* begin Provided material *
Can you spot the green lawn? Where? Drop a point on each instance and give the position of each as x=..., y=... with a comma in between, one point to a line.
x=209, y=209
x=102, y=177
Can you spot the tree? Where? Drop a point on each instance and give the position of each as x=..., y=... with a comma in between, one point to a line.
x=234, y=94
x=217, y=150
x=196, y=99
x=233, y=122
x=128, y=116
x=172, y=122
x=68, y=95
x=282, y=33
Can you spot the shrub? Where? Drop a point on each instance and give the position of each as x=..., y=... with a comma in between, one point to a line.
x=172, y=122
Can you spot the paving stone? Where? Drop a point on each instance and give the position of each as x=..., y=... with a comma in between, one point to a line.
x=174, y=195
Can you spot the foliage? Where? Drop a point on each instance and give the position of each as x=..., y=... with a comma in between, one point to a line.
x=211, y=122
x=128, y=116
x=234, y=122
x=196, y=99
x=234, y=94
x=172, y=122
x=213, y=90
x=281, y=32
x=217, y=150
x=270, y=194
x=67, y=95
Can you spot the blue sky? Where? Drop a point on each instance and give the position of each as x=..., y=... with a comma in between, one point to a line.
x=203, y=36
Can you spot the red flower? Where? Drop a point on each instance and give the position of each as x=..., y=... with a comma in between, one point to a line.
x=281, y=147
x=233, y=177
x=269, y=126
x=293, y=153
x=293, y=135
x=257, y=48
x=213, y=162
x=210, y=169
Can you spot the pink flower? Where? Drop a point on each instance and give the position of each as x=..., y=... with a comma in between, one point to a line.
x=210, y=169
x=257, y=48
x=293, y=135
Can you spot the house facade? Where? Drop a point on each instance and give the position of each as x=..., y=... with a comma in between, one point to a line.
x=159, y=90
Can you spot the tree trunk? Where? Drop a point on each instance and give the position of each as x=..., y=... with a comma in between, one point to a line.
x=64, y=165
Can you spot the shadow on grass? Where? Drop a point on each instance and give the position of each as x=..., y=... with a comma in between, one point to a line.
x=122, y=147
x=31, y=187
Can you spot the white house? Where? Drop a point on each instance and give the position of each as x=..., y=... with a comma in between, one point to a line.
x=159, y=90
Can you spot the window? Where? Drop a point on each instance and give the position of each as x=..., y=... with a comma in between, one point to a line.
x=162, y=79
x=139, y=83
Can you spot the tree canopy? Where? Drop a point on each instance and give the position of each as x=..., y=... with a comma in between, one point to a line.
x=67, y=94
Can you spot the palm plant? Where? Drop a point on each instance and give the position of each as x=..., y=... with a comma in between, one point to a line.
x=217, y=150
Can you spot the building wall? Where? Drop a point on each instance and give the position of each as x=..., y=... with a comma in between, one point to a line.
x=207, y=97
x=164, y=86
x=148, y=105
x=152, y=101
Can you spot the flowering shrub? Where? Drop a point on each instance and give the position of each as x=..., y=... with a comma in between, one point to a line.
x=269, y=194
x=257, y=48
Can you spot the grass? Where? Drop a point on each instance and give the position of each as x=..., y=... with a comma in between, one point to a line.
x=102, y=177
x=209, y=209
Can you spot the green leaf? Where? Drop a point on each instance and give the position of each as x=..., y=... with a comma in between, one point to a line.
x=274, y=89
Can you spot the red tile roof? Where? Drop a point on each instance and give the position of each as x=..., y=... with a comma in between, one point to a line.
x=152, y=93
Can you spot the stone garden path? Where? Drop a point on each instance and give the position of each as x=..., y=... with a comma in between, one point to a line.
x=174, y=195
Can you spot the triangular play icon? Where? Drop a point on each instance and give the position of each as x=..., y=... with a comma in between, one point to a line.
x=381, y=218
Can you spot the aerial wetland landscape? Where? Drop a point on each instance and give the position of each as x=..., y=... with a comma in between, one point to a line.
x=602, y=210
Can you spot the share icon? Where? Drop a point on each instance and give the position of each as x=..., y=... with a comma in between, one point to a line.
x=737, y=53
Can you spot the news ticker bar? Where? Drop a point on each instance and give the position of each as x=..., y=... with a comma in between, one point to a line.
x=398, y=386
* end Provided material *
Problem requirements
Reproduce the data from the line containing "Can you spot the share" through the end of the data, inclusive, leaving each request as it stands. Multiply every x and y coordinate in the answers by 1.4, rounding to the nearest whole number with halves rounded up.

Result for this task
Can you spot the share icon? Where? Drop a point on each instance and give the position of each as x=..., y=... with a comma in between, one point to a line.
x=1032, y=74
Can you spot the news ticker bar? Where? Drop a point on each instance and give the position of each as x=..., y=... with a comma in between, one point to a line.
x=557, y=540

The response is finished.